** Opening Source material block **

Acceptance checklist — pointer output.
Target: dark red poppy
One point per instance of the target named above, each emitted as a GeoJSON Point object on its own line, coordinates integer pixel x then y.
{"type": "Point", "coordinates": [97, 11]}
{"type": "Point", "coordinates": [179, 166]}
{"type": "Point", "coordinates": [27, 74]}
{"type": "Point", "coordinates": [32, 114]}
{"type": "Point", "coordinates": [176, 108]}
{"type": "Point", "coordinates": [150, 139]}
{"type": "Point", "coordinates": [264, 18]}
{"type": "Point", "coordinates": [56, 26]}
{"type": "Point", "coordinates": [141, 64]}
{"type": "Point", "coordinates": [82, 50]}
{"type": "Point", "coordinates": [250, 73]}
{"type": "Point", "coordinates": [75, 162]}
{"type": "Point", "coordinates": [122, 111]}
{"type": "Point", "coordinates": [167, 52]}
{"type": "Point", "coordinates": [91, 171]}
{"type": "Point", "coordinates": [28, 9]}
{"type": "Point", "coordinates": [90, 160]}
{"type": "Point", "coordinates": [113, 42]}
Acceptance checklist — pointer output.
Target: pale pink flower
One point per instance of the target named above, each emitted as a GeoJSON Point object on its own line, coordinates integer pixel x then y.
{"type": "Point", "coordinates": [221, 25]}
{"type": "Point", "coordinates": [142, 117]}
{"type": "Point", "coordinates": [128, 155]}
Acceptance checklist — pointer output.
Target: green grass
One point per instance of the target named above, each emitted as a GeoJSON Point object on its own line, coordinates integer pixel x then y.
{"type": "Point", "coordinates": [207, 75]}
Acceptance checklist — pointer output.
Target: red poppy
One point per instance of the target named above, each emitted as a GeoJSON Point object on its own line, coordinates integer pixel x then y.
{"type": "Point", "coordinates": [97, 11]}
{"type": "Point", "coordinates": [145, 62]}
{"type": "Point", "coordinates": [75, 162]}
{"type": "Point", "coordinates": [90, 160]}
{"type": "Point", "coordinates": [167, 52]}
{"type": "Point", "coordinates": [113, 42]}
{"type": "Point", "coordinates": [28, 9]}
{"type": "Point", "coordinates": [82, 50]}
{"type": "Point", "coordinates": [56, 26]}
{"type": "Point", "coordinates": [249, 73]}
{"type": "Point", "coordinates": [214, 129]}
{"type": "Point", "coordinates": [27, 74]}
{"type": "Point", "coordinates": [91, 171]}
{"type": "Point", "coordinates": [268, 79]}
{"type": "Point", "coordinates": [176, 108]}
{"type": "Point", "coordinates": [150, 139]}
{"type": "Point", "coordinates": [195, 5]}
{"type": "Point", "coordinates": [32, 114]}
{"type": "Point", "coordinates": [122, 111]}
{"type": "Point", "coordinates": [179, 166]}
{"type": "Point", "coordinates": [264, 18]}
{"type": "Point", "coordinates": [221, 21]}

** Closing Source material block **

◆ **Problem to work on**
Restate all of the data above. Match it word for word.

◆ **Response area**
Acceptance checklist — pointer output.
Target: dark red poppy
One point per instance of the target named above, each emitted as a GeoJSON Point object on its own line, coordinates integer pixel x then y.
{"type": "Point", "coordinates": [97, 11]}
{"type": "Point", "coordinates": [179, 166]}
{"type": "Point", "coordinates": [27, 74]}
{"type": "Point", "coordinates": [32, 114]}
{"type": "Point", "coordinates": [176, 108]}
{"type": "Point", "coordinates": [150, 139]}
{"type": "Point", "coordinates": [264, 18]}
{"type": "Point", "coordinates": [56, 26]}
{"type": "Point", "coordinates": [141, 64]}
{"type": "Point", "coordinates": [82, 50]}
{"type": "Point", "coordinates": [250, 73]}
{"type": "Point", "coordinates": [75, 162]}
{"type": "Point", "coordinates": [122, 111]}
{"type": "Point", "coordinates": [167, 52]}
{"type": "Point", "coordinates": [91, 171]}
{"type": "Point", "coordinates": [28, 9]}
{"type": "Point", "coordinates": [90, 160]}
{"type": "Point", "coordinates": [113, 42]}
Acceptance checklist — pointer output.
Target: pale pink flower
One point per instance of the target named above, each emitted as a GeoJSON Point object on its own line, coordinates integer pixel x then y.
{"type": "Point", "coordinates": [221, 25]}
{"type": "Point", "coordinates": [142, 117]}
{"type": "Point", "coordinates": [128, 155]}
Acceptance checklist — pointer output.
Target: green grass
One point per instance of the target named above, each emitted as a GeoJSON Point object on its own line, coordinates integer pixel x then y.
{"type": "Point", "coordinates": [207, 75]}
Acceptance checklist — pointer output.
Target: red poppy
One point per instance of the target named above, each emitted as a GeoJSON Point object on its own line, coordinates integer pixel x then y.
{"type": "Point", "coordinates": [97, 11]}
{"type": "Point", "coordinates": [145, 62]}
{"type": "Point", "coordinates": [75, 162]}
{"type": "Point", "coordinates": [90, 160]}
{"type": "Point", "coordinates": [167, 52]}
{"type": "Point", "coordinates": [113, 42]}
{"type": "Point", "coordinates": [28, 9]}
{"type": "Point", "coordinates": [82, 50]}
{"type": "Point", "coordinates": [56, 26]}
{"type": "Point", "coordinates": [249, 73]}
{"type": "Point", "coordinates": [214, 129]}
{"type": "Point", "coordinates": [27, 74]}
{"type": "Point", "coordinates": [91, 171]}
{"type": "Point", "coordinates": [268, 79]}
{"type": "Point", "coordinates": [176, 108]}
{"type": "Point", "coordinates": [150, 139]}
{"type": "Point", "coordinates": [195, 5]}
{"type": "Point", "coordinates": [32, 114]}
{"type": "Point", "coordinates": [122, 111]}
{"type": "Point", "coordinates": [179, 166]}
{"type": "Point", "coordinates": [264, 18]}
{"type": "Point", "coordinates": [221, 21]}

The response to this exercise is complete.